*** Document text ***

As regards image denoising, deep learning-based methods [6, 7] have made breakthrough progress on datasets with synthetic noise over the conventional image denoising methods [21, 22]. Meanwhile, some researchers started to address the real-world image denoising task, for which the input data are more complicated and challenging than datasets with synthetic noise for denoising. However, most of their designs adopt large models that are impractical for portable devices. Recently, InvDN [8] proposed an invertible image denoising network that effectively reduces the model size while achieving good denoising performance. Built upon IRN [5], InvDN [8] first disentangles the noisy input image into two parts: the clean LR image and the HFInfo component modeling the noise embedded in the input image. Denoising is subsequently achieved by discarding the HFInfo in the reverse operation of the network. Although InvDN [8] is designed initially for image denoising, it has the potential for addressing the noisy image rescaling task due to its intrinsic IRN-like [5] architecture. However, like IRN [5], it suffers from the same quantization issue of the LR image when applied to the noisy image rescaling task.

To this end, we propose a novel framework, INvertible and Discrete Noisy Image Rescaling with Enhancement from Case-dependent Textures (INDIRECT), to tackle noisy image rescaling in a joint optimization manner. Inspired by IRN [5] and InvDN [8], INDIRECT is built upon invertible networks and involves two sub-modules: (a) the discrete invertible denoising and rescaling networks (DDR-Net) and (b) the case-dependent texture module (CTM). Similar to IRN [5], DDR-Net first disentangles the noisy HR image into an informative LR image (embedding possibly some useful high-frequency information) and the noisy HFInfo part. DDR-Net is a discretized and invertible network with the aim of mitigating the quantization effects of the LR image during downscaling. Next, the noisy HFInfo is discarded for denoising during downscaling. For upscaling, instead of simply drawing a case-independent random Gaussian sample for the missing HFInfo, our CTM effectively exploits the informative LR image to predict a more representative and clean HFInfo. This design is justified by the fact that the coupling architecture of DDR-Net allows partial HFInfo to be embedded into the LR image. Therefore, CTM can estimate a case-specific HFInfo based on the LR image for better reconstruction quality. Besides, we also present a perceptual version of INDIRECT to enhance the perceptual quality of the reconstructed image. To sum up, our contributions are as follows:

To the best of our knowledge, our work is the first attempt to tackle the noisy image rescaling task in a unified framework that simultaneously addresses and optimizes image denoising and rescaling.

***

The tasks:
1. According to the excerpt on noisy image rescaling, why can CTM estimate a case-specific HFInfo from the LR image? Answer in one to three sentences.
2. In the excerpt on noisy image rescaling, which two parts does InvDN separate the noisy input image into?
3. Reproduce the passage of the noisy image rescaling excerpt from "To the best" to "denoising and rescaling.".
The records that follow come from a separate source.

*** Material provided ***

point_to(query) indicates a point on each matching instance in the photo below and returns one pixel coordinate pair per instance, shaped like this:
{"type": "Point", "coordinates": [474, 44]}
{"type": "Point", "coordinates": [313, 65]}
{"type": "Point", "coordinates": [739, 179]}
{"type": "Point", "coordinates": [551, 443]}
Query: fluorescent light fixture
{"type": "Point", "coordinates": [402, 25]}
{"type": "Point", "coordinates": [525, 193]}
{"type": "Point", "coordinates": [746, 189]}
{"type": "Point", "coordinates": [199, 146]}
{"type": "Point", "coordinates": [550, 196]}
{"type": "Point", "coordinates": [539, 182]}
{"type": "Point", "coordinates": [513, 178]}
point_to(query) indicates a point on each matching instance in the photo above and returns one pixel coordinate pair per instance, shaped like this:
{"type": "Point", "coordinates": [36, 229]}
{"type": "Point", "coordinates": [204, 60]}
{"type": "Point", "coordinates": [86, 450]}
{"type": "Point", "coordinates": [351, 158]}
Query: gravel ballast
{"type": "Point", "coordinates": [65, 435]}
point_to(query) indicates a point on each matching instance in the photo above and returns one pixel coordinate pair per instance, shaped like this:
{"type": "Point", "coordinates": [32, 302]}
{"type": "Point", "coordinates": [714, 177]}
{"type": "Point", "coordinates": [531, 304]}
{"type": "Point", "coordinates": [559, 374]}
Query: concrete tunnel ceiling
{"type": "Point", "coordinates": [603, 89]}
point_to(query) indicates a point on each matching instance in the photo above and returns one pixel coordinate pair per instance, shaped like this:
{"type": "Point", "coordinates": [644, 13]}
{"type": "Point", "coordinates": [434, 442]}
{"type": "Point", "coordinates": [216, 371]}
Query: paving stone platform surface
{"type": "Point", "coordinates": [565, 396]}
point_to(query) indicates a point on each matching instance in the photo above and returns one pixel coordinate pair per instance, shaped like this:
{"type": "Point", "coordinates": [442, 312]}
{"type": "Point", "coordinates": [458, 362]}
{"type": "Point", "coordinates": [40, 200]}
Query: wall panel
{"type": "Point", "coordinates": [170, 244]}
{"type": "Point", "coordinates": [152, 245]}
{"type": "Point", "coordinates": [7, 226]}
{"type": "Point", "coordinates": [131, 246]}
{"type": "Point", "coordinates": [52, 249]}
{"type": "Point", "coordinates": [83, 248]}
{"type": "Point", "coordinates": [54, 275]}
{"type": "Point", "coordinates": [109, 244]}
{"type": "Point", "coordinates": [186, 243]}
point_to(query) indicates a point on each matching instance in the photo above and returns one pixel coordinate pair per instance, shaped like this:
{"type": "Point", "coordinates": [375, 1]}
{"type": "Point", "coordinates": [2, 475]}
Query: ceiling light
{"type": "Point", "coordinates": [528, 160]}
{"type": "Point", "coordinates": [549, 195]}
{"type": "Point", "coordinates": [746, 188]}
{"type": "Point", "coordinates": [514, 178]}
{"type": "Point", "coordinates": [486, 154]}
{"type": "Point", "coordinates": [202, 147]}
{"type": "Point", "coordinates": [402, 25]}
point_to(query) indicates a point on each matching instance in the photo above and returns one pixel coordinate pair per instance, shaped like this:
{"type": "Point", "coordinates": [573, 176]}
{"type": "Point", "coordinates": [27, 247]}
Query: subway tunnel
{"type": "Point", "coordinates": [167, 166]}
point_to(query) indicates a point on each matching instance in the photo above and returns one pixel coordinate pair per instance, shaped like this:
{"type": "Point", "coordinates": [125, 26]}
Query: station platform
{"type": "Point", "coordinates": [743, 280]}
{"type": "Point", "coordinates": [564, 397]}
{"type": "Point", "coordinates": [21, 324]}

***
*** Material provided ***

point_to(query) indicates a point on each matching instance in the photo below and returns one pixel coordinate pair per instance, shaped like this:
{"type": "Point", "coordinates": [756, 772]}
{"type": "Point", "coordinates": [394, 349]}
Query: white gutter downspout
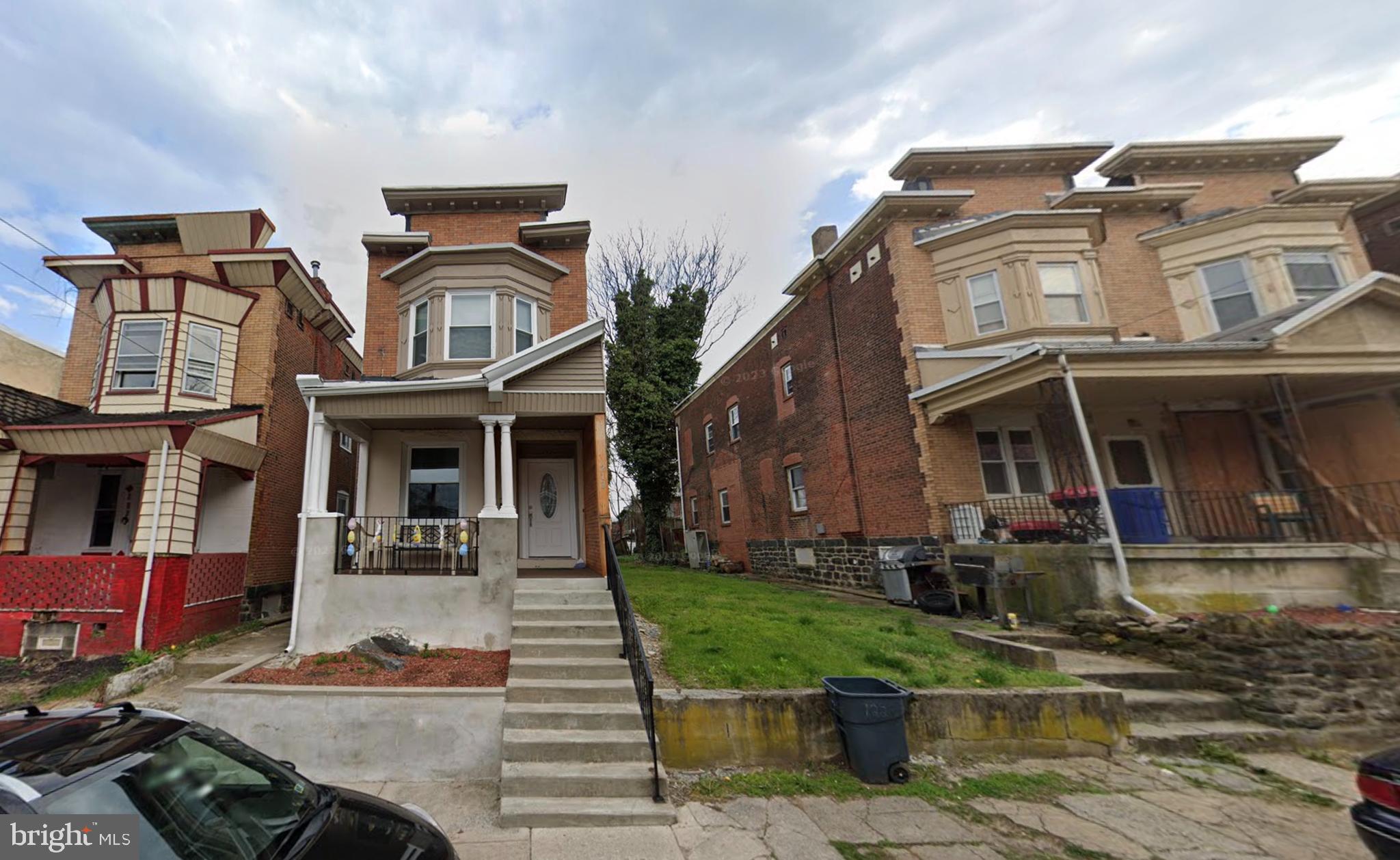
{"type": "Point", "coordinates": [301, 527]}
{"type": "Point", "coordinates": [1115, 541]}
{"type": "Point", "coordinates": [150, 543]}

***
*** Material provided ***

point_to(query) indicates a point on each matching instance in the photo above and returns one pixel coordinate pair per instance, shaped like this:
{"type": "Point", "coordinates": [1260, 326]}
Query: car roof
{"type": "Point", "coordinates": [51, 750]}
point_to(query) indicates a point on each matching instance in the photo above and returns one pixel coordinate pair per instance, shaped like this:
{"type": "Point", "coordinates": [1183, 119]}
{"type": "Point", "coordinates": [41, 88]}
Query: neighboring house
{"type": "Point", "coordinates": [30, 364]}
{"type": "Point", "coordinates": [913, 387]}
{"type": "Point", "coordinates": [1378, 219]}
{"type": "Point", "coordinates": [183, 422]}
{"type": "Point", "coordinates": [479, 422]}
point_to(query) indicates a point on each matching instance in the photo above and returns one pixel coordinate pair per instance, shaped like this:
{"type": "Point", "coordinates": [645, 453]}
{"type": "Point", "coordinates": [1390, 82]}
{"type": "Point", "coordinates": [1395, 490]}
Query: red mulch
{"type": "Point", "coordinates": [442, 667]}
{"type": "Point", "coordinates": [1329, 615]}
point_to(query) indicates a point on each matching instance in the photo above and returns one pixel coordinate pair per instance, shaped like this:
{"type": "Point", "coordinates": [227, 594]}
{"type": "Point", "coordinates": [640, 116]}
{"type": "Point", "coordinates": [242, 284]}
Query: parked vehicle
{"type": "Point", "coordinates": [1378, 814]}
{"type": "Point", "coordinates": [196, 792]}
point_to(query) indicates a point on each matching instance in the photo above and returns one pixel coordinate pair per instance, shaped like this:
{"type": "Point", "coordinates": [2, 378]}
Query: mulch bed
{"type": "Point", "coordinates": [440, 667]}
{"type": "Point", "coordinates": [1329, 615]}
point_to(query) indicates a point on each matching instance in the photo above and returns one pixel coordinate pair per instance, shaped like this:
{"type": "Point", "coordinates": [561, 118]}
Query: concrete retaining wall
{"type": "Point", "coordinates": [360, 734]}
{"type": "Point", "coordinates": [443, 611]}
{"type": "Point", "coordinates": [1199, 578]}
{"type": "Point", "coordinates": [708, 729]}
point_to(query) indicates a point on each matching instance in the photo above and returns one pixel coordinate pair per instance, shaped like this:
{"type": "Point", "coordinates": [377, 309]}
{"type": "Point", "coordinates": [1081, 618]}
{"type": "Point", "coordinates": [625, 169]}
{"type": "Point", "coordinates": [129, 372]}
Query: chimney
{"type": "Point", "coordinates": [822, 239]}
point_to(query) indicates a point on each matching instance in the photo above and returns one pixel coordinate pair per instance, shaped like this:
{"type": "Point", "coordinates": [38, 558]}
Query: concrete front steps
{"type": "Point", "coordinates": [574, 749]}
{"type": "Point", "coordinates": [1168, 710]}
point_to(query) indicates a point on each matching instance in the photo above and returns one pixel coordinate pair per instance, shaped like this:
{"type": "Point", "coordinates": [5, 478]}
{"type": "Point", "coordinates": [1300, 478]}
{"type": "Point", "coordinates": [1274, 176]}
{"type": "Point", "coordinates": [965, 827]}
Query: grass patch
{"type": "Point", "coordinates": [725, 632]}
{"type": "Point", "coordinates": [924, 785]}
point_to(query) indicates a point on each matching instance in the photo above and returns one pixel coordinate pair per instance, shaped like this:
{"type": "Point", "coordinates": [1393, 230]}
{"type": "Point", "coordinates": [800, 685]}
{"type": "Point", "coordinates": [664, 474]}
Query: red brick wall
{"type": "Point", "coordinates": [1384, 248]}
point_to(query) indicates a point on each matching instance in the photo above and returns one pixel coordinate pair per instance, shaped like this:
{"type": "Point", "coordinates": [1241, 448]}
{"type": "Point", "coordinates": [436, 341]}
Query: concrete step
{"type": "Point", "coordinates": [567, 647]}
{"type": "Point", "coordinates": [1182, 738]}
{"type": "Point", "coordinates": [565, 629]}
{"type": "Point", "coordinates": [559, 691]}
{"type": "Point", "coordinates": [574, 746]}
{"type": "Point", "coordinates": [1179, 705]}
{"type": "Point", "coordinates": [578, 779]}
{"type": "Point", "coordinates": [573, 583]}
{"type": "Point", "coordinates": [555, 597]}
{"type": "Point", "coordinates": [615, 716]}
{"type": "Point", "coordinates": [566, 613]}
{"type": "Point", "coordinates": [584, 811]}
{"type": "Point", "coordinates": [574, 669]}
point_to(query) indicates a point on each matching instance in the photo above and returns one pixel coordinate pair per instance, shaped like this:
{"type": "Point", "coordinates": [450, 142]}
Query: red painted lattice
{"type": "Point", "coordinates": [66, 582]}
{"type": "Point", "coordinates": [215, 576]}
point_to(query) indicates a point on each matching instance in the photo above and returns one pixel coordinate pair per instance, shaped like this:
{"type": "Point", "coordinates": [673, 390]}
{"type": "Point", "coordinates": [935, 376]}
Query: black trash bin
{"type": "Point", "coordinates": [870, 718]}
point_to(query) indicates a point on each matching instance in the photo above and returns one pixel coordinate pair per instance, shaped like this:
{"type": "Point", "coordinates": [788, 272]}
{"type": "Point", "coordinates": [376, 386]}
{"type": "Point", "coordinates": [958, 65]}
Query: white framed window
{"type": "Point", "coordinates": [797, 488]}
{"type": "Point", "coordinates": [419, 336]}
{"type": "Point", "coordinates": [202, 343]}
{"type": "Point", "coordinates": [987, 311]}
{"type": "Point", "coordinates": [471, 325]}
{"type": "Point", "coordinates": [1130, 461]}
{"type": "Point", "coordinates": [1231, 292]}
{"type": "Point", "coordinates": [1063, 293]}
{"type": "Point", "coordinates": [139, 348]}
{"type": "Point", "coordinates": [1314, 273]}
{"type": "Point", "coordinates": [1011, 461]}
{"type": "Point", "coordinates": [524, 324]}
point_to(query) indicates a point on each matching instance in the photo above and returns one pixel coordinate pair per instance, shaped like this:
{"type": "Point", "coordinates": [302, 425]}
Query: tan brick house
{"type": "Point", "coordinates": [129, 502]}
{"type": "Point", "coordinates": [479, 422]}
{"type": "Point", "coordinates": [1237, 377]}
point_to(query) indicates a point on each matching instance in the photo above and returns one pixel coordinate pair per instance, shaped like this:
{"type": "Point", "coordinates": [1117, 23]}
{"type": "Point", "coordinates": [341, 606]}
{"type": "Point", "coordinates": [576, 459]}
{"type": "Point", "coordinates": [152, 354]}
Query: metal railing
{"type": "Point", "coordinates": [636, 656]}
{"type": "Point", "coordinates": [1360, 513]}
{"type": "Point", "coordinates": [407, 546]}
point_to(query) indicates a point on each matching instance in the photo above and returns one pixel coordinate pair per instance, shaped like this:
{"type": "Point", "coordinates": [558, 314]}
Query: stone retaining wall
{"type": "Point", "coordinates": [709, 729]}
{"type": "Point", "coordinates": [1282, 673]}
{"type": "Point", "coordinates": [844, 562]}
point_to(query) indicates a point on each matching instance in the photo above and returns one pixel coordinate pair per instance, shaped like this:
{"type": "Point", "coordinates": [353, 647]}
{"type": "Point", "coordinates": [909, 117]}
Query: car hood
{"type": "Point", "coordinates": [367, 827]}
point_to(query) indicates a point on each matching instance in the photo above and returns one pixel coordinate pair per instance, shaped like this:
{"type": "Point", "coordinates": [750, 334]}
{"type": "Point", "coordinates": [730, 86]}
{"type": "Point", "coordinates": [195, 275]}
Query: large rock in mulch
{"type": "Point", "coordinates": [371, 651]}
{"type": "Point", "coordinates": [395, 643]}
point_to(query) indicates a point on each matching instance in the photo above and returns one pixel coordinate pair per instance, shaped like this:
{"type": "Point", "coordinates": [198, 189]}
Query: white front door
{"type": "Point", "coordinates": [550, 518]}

***

Responses for each task:
1. The coupling architecture of DDR-Net allows partial HFInfo to be embedded into the LR image. The LR image therefore carries information that CTM can use to predict a case-specific HFInfo, giving better reconstruction quality.

2. The clean LR image and the HFInfo component modeling the noise embedded in the input image.

3.
To the best of our knowledge, our work is the first attempt to tackle the noisy image rescaling task in a unified framework that simultaneously addresses and optimizes image denoising and rescaling.